## WRITTEN EXERCISE:
Reproduce verbatim the rows from the line containing "One pin marks each instance of the gray metal" through the end of the rows, with both ends included. Leave the pictures out of your answer.

Rows excerpted from a collection
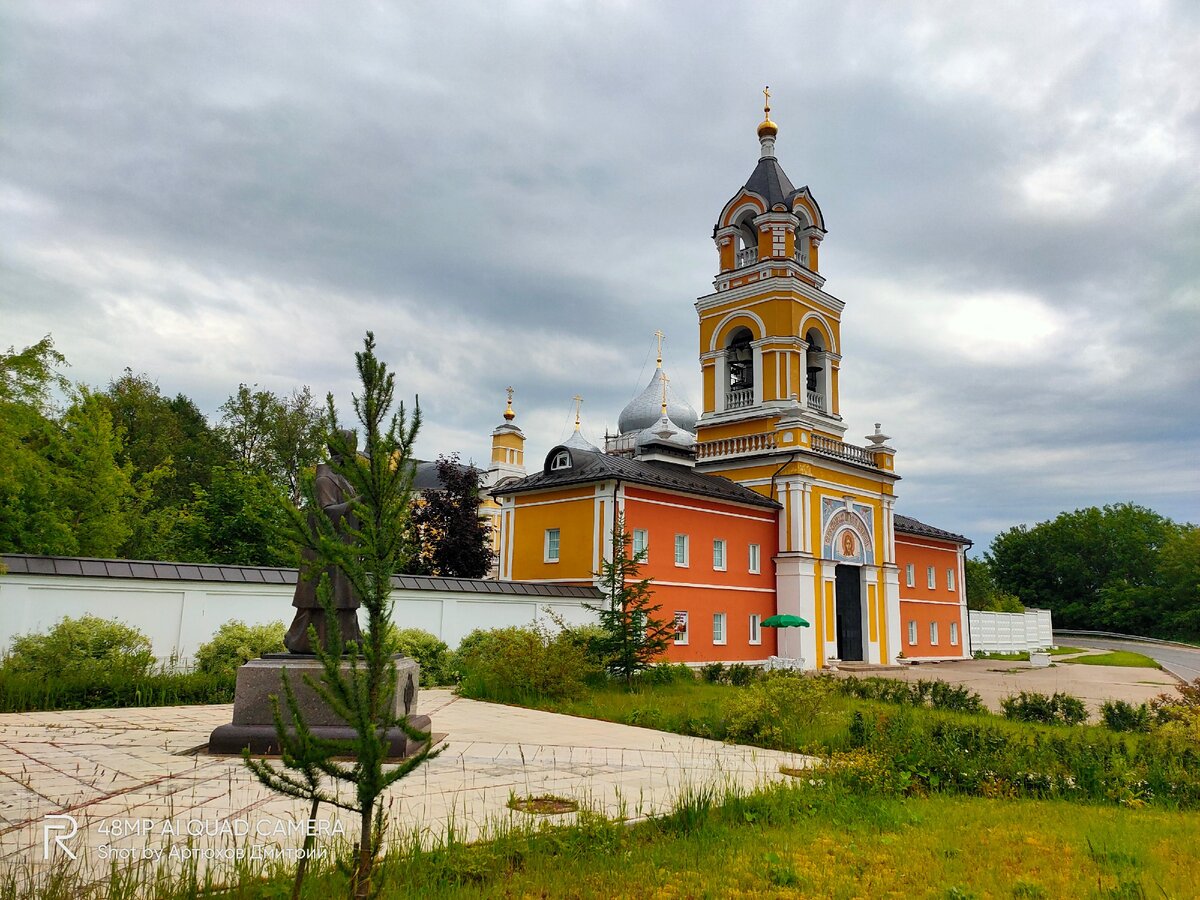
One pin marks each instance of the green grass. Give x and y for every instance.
(1126, 659)
(791, 840)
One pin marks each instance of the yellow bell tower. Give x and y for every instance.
(771, 357)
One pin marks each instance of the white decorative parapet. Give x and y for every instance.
(750, 255)
(1011, 631)
(732, 447)
(739, 400)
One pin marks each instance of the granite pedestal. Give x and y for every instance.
(258, 681)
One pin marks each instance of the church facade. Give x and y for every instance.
(757, 504)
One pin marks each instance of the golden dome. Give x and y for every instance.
(767, 127)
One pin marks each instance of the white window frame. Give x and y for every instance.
(720, 625)
(681, 637)
(641, 537)
(683, 544)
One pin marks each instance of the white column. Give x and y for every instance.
(870, 579)
(892, 605)
(796, 595)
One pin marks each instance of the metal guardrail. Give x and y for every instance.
(1119, 636)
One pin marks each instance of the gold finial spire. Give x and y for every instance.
(767, 129)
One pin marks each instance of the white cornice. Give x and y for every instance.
(774, 283)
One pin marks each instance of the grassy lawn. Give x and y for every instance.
(1116, 658)
(792, 840)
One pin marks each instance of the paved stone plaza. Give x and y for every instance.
(136, 781)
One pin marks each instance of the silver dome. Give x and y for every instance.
(646, 408)
(665, 431)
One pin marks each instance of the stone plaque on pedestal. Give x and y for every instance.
(253, 724)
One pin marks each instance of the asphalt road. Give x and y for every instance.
(1180, 661)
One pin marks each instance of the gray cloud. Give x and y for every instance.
(522, 193)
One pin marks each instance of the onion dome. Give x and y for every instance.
(645, 411)
(665, 431)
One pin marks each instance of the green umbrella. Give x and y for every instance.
(784, 622)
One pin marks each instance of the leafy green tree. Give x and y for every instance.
(450, 537)
(361, 694)
(634, 635)
(238, 520)
(95, 490)
(983, 593)
(1098, 569)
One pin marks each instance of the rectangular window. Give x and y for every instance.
(641, 544)
(682, 551)
(681, 627)
(719, 556)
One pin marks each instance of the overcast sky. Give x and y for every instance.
(521, 193)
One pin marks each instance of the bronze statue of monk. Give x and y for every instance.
(334, 499)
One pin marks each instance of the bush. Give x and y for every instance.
(667, 673)
(87, 647)
(1032, 707)
(739, 675)
(1120, 715)
(937, 695)
(766, 714)
(522, 664)
(431, 654)
(235, 643)
(94, 690)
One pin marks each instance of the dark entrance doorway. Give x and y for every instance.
(850, 613)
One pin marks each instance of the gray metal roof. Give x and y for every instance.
(907, 525)
(593, 466)
(77, 567)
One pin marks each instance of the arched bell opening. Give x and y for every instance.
(816, 367)
(739, 365)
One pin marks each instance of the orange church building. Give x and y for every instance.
(757, 504)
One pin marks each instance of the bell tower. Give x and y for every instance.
(771, 358)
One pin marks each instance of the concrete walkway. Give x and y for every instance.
(136, 785)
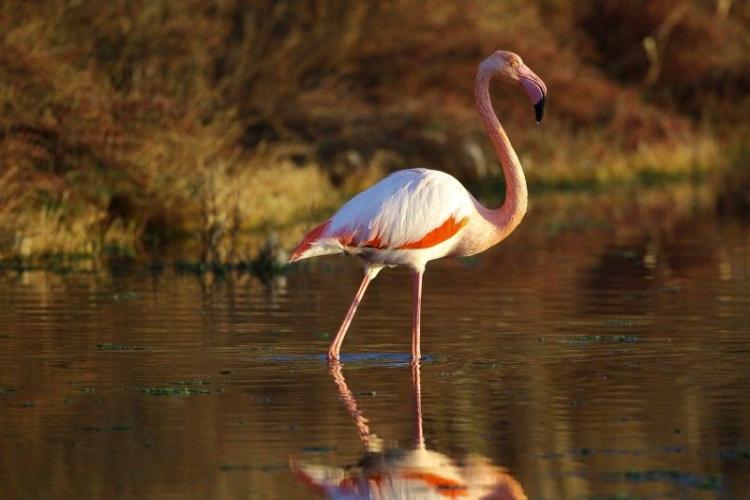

## OUTPUT FOR THIS TASK:
One pin marks each instance of the gray metal roof. Give x and y for every instance.
(907, 525)
(593, 466)
(77, 567)
One pin marks each instance of the arched bell opening. Give x and y for every instance.
(816, 367)
(739, 365)
One pin marks each instance of the orange church building. Give x and y for every instance.
(757, 504)
One pin marks each instance of the bell tower. Give x and y for every instance.
(771, 358)
One pin marks each instance of the concrete walkway. Give x and y for every instance.
(136, 785)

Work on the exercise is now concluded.